Begin at the line that has "Expected: for every instance of the overhead" and continue through the end of the items below, rewriting those lines with "single point" replaced by "single dot" and nothing else altered. Leave any pictures out of your answer.
=-=-=-=-=
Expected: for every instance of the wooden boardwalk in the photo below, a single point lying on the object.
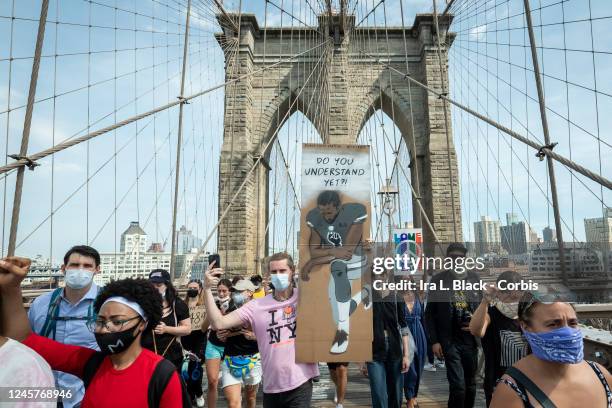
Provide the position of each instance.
(433, 391)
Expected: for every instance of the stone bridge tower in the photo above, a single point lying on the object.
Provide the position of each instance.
(354, 84)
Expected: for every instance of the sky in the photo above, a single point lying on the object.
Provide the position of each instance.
(129, 61)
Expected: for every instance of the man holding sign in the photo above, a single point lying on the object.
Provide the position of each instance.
(336, 231)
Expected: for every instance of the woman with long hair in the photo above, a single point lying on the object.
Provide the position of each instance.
(496, 322)
(194, 343)
(414, 311)
(121, 374)
(164, 339)
(216, 343)
(555, 372)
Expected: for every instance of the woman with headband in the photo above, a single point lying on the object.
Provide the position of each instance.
(123, 373)
(555, 373)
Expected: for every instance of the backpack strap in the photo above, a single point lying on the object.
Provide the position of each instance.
(164, 370)
(52, 314)
(527, 384)
(91, 367)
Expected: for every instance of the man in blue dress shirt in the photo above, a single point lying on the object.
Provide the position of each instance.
(62, 314)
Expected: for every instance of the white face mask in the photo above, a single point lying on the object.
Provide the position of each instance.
(510, 310)
(78, 278)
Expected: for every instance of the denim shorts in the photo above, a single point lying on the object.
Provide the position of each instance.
(212, 352)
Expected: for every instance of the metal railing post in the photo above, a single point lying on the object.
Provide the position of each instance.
(549, 161)
(25, 136)
(179, 143)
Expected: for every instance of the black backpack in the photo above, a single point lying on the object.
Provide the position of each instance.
(157, 384)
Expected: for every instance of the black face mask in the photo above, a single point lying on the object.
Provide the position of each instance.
(113, 343)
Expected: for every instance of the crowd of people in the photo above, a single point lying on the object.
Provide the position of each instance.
(131, 343)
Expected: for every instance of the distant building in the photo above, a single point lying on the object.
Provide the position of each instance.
(186, 241)
(133, 239)
(486, 236)
(517, 237)
(133, 260)
(549, 234)
(156, 247)
(599, 230)
(511, 218)
(580, 260)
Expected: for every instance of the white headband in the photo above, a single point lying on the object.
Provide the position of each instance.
(133, 305)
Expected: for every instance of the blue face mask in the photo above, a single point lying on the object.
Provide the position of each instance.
(238, 299)
(78, 278)
(280, 281)
(563, 345)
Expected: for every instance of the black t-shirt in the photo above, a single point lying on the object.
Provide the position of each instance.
(174, 353)
(212, 334)
(239, 345)
(461, 315)
(195, 342)
(503, 345)
(388, 317)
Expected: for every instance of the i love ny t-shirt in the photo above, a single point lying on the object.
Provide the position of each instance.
(274, 325)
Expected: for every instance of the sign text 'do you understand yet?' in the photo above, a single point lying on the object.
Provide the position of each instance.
(333, 323)
(340, 168)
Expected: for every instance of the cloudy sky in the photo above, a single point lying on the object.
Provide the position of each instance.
(106, 60)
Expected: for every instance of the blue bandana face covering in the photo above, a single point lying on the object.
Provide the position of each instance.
(563, 345)
(280, 281)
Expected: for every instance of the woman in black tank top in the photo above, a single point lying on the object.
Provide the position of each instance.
(554, 374)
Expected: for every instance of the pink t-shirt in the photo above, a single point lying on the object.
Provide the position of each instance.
(274, 325)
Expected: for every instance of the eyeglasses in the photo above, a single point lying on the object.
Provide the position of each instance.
(113, 325)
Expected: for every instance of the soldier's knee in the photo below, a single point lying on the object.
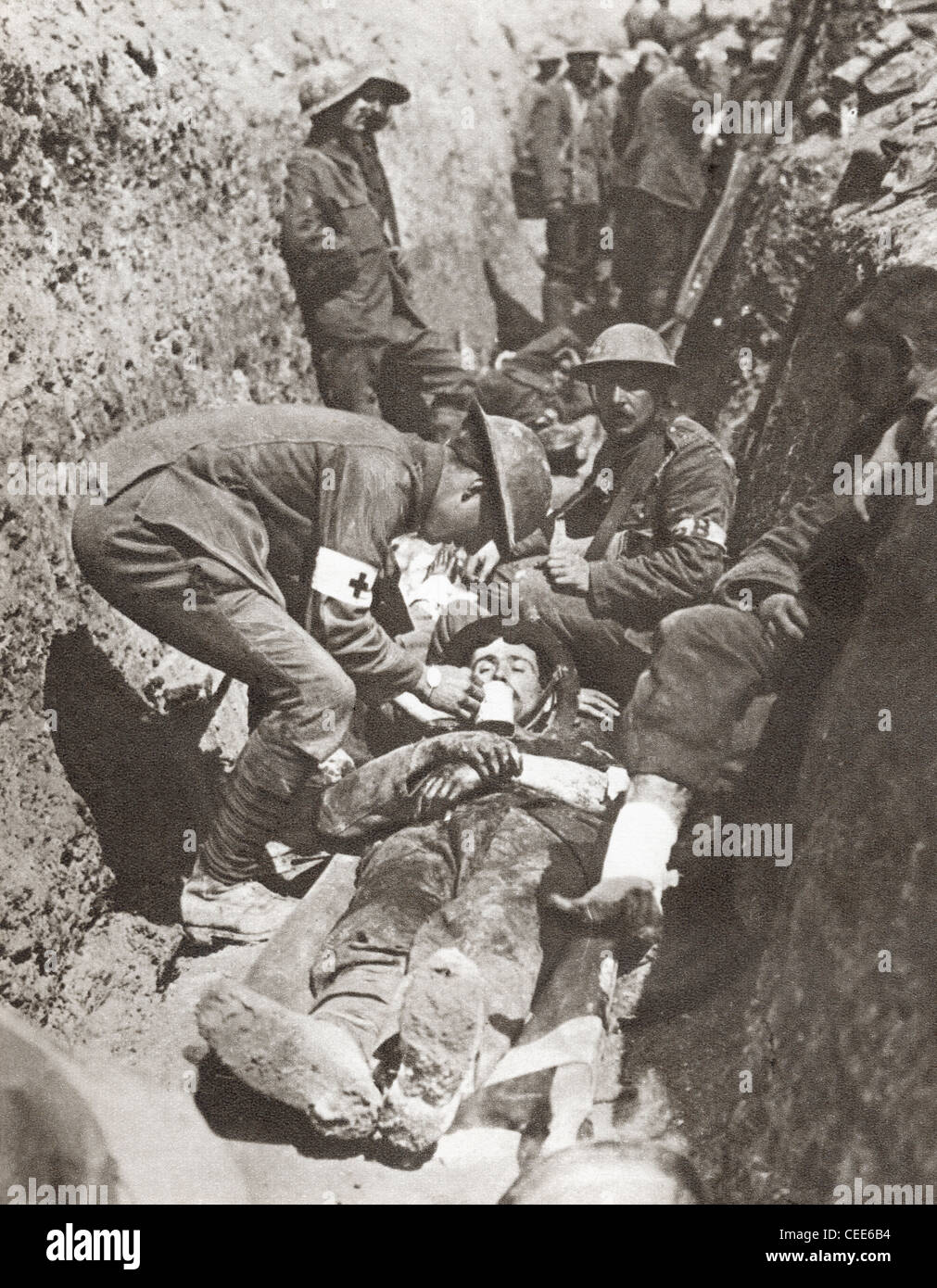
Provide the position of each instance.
(323, 702)
(689, 624)
(696, 630)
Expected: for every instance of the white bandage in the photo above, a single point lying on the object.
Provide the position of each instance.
(703, 528)
(639, 845)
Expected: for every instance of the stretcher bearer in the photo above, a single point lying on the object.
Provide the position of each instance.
(645, 536)
(258, 541)
(342, 248)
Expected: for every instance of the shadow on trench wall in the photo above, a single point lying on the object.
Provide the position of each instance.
(144, 775)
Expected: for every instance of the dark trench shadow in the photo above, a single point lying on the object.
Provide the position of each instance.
(141, 775)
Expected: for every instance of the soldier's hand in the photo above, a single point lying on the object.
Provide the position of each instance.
(593, 702)
(484, 562)
(449, 561)
(570, 570)
(456, 693)
(445, 787)
(488, 753)
(784, 614)
(627, 904)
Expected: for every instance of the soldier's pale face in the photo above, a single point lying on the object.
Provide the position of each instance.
(623, 411)
(517, 666)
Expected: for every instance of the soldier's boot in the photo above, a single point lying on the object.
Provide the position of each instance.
(223, 899)
(558, 303)
(445, 422)
(243, 914)
(302, 1062)
(441, 1028)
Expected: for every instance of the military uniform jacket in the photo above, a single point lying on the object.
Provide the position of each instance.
(664, 158)
(570, 142)
(302, 502)
(336, 253)
(660, 544)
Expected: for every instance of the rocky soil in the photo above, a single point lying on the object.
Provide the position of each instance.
(141, 161)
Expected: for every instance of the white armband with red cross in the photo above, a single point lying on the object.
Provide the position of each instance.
(703, 528)
(340, 577)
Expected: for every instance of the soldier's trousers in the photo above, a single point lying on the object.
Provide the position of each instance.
(302, 701)
(392, 379)
(710, 663)
(477, 880)
(574, 247)
(652, 250)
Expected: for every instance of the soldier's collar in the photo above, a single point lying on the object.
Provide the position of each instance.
(428, 459)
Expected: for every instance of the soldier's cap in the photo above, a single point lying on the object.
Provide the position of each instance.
(551, 652)
(512, 456)
(627, 344)
(334, 82)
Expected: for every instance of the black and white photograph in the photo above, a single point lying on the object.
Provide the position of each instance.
(468, 620)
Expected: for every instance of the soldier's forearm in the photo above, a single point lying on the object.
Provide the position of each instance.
(576, 785)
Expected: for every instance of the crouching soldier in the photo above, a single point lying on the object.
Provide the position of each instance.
(342, 248)
(257, 540)
(647, 532)
(482, 829)
(779, 617)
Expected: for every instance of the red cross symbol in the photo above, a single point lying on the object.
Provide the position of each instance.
(360, 585)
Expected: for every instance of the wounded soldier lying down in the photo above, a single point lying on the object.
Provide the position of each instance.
(452, 922)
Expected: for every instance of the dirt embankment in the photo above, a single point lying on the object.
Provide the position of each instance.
(139, 175)
(141, 169)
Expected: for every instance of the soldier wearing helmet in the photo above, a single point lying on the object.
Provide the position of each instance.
(647, 532)
(258, 541)
(373, 352)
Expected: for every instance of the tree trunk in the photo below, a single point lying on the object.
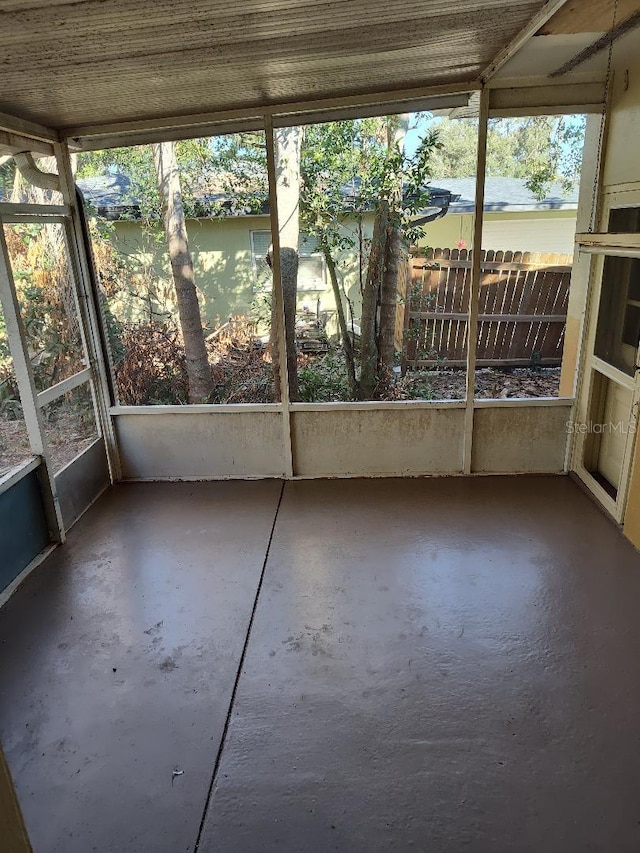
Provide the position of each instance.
(168, 178)
(347, 343)
(288, 141)
(393, 257)
(370, 298)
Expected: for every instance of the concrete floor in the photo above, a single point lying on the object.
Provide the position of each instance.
(438, 665)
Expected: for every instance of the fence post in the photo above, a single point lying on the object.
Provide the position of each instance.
(476, 270)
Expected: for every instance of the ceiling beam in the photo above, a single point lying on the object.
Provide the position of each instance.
(12, 143)
(22, 127)
(224, 121)
(600, 44)
(539, 20)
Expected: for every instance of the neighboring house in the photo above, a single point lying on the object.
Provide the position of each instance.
(229, 250)
(513, 218)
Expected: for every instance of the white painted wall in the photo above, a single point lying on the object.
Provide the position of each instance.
(531, 235)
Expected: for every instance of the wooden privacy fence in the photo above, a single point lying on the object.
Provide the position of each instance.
(522, 308)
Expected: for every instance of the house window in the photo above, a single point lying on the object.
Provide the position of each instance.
(311, 263)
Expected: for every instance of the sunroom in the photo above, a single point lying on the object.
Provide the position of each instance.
(384, 621)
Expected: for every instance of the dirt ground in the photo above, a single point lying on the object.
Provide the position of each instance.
(67, 437)
(490, 383)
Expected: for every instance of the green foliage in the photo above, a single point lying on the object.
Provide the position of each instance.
(324, 380)
(233, 166)
(359, 159)
(541, 149)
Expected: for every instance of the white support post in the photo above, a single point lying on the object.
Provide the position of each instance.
(28, 394)
(476, 271)
(88, 313)
(279, 301)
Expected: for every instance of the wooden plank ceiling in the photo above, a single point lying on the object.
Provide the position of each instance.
(70, 63)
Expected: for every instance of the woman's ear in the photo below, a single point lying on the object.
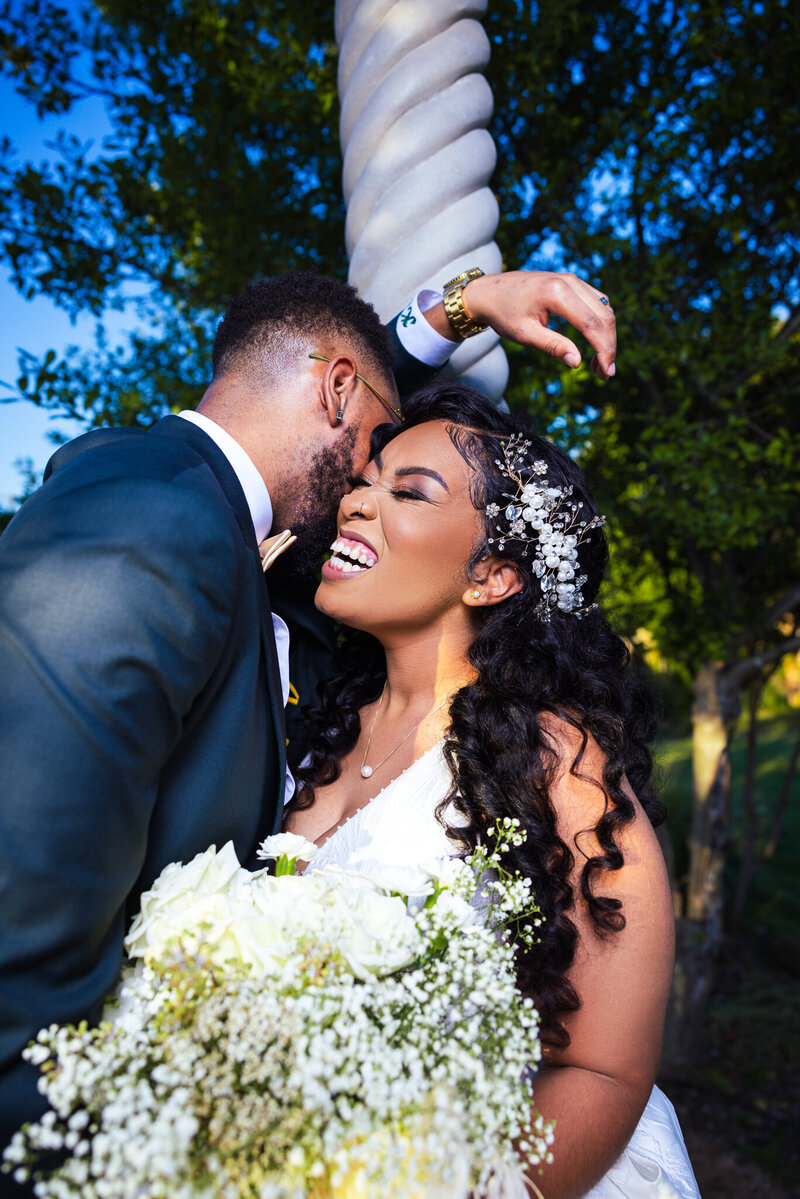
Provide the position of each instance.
(338, 381)
(500, 580)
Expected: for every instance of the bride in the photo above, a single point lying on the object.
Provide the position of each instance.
(482, 682)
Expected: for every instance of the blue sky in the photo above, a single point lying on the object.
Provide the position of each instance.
(37, 325)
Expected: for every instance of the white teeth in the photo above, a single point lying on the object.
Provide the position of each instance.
(356, 555)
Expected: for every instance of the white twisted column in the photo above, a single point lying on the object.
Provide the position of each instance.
(417, 157)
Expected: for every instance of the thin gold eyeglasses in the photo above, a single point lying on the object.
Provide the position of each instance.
(396, 413)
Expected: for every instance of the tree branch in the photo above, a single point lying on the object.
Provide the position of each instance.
(738, 675)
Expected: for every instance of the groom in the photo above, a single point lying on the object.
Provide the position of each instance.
(143, 674)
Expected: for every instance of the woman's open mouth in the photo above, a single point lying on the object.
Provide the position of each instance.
(349, 558)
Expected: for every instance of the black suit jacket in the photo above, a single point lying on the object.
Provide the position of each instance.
(140, 715)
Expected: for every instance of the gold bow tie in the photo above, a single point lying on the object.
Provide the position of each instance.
(272, 547)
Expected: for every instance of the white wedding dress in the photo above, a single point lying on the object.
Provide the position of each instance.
(398, 829)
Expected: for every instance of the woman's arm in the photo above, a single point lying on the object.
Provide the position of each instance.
(597, 1088)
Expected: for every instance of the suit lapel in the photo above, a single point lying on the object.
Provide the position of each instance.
(226, 475)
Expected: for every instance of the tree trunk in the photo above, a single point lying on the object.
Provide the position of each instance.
(715, 708)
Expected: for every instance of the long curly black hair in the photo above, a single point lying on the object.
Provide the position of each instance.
(530, 675)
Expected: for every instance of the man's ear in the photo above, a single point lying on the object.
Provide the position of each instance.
(500, 579)
(338, 384)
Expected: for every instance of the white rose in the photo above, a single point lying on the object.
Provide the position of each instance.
(287, 844)
(176, 901)
(379, 937)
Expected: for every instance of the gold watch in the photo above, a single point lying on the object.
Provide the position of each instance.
(455, 306)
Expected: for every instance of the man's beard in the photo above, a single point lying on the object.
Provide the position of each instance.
(319, 493)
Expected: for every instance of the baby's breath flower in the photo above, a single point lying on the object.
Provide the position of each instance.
(302, 1035)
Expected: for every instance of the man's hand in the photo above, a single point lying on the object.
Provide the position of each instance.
(518, 305)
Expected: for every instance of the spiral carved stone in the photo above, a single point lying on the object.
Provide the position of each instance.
(417, 157)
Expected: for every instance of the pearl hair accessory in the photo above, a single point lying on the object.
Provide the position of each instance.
(546, 518)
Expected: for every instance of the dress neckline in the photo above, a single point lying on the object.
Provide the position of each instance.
(343, 824)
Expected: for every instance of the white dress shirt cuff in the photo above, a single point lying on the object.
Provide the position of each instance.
(417, 336)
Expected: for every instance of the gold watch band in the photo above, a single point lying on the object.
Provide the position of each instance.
(455, 307)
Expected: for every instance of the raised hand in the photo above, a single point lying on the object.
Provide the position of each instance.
(518, 306)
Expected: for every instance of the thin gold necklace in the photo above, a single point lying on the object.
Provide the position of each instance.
(367, 771)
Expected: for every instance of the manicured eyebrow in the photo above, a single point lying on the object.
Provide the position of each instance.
(422, 470)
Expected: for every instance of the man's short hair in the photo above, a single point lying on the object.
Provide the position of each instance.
(272, 317)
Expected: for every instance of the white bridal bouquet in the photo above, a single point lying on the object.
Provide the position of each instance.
(282, 1036)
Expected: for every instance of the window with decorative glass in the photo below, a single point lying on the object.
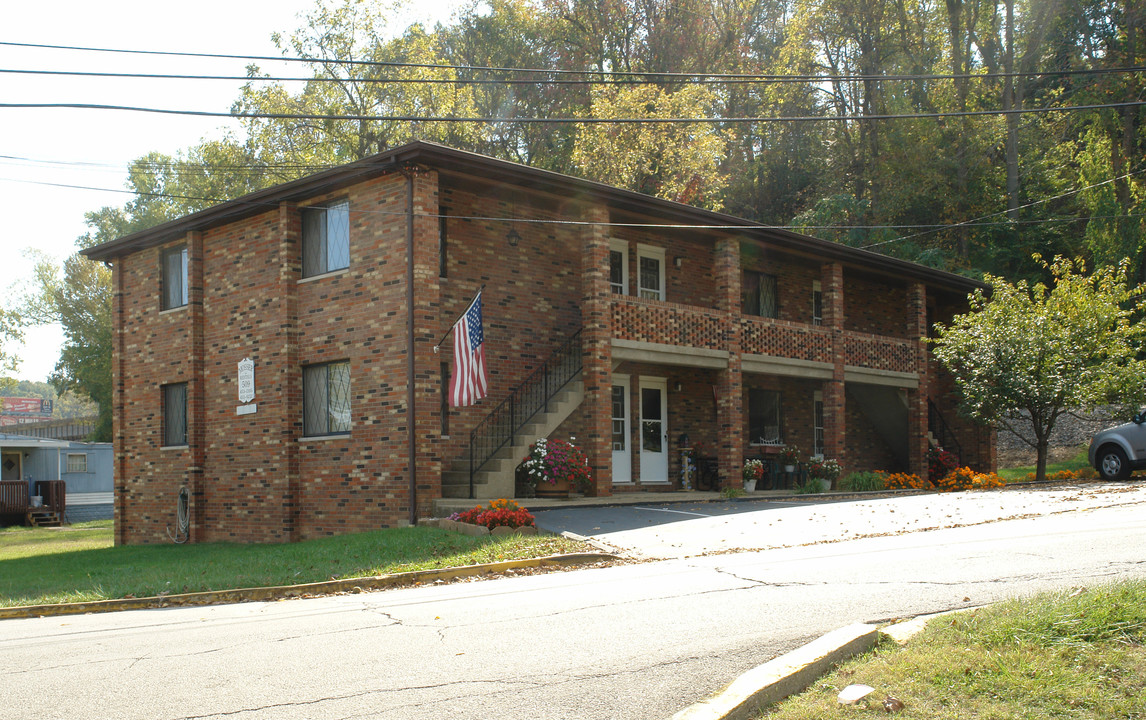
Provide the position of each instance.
(764, 417)
(327, 399)
(77, 462)
(760, 295)
(326, 239)
(174, 278)
(174, 415)
(651, 272)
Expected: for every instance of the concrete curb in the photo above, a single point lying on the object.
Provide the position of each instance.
(785, 675)
(283, 592)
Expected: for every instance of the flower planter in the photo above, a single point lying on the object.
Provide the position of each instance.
(558, 488)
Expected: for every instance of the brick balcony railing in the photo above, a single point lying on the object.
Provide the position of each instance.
(667, 323)
(780, 338)
(879, 352)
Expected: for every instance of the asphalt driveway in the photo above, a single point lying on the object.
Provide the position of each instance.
(692, 529)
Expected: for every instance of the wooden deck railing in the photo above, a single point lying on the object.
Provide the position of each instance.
(13, 498)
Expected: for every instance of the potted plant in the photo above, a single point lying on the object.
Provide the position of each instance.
(753, 471)
(556, 467)
(823, 470)
(789, 458)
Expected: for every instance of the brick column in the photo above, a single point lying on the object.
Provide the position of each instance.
(118, 436)
(730, 382)
(426, 323)
(596, 350)
(834, 398)
(285, 368)
(917, 399)
(196, 390)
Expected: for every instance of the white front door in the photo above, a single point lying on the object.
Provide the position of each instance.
(653, 430)
(622, 452)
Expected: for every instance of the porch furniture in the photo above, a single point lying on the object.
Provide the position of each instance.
(16, 501)
(707, 474)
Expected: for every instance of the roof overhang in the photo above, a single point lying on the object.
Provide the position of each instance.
(465, 163)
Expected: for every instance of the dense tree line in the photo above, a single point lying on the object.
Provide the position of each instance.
(966, 186)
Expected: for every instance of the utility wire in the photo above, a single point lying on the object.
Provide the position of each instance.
(696, 79)
(978, 221)
(613, 73)
(560, 120)
(934, 227)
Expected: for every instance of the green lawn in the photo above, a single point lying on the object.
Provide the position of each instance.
(1077, 462)
(79, 563)
(1077, 656)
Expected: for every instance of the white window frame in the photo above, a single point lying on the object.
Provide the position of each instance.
(817, 424)
(79, 459)
(622, 247)
(654, 253)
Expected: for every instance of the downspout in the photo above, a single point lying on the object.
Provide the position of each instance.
(410, 391)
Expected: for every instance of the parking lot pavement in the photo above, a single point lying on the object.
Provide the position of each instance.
(687, 530)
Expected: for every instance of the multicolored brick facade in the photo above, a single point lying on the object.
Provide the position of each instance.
(429, 226)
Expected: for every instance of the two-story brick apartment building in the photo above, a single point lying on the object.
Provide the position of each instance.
(623, 320)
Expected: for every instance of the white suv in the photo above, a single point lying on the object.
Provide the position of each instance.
(1117, 451)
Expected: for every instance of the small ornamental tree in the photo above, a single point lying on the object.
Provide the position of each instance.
(1045, 351)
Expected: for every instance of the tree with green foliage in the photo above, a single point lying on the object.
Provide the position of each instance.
(78, 296)
(1036, 352)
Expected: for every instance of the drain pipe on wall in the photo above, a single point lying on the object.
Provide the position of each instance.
(410, 390)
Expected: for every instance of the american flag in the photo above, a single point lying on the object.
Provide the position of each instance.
(468, 384)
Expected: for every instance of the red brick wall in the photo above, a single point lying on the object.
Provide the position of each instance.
(874, 306)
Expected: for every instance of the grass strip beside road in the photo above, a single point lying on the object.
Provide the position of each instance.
(80, 563)
(1018, 475)
(1075, 655)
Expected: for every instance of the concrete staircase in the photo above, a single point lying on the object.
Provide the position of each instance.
(495, 479)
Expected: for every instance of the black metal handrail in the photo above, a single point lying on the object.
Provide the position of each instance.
(533, 394)
(942, 431)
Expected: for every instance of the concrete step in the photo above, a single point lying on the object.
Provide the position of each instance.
(495, 479)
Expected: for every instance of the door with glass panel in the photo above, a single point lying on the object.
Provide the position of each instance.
(653, 430)
(622, 452)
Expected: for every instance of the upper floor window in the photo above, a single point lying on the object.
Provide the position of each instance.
(651, 272)
(174, 278)
(764, 417)
(619, 266)
(174, 414)
(326, 239)
(327, 399)
(77, 462)
(442, 242)
(760, 295)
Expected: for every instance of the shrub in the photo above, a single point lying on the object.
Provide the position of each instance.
(863, 482)
(965, 478)
(551, 460)
(497, 514)
(904, 480)
(940, 463)
(825, 469)
(811, 486)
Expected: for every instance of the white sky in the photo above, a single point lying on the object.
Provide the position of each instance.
(41, 148)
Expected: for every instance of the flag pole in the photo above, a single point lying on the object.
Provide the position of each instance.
(438, 344)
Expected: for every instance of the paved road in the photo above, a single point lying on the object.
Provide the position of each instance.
(636, 641)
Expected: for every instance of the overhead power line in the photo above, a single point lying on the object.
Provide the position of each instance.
(927, 227)
(613, 76)
(563, 120)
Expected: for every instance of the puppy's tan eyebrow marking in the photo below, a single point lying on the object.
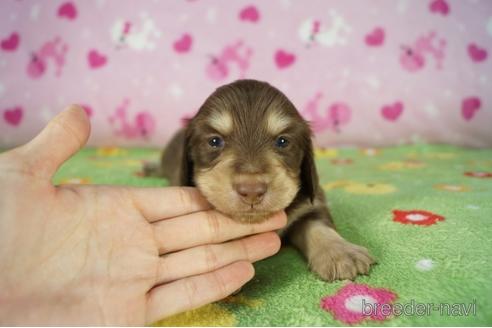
=-=-=-=-=
Full response:
Expected: for every instance of the overhead power line in the photo above, a single dot lying on the object.
Provide the position of each instance.
(927, 227)
(613, 76)
(563, 120)
Expected: for every instance of the puppy's tan eyebrow marking in the photo below, a single dot lying on the object.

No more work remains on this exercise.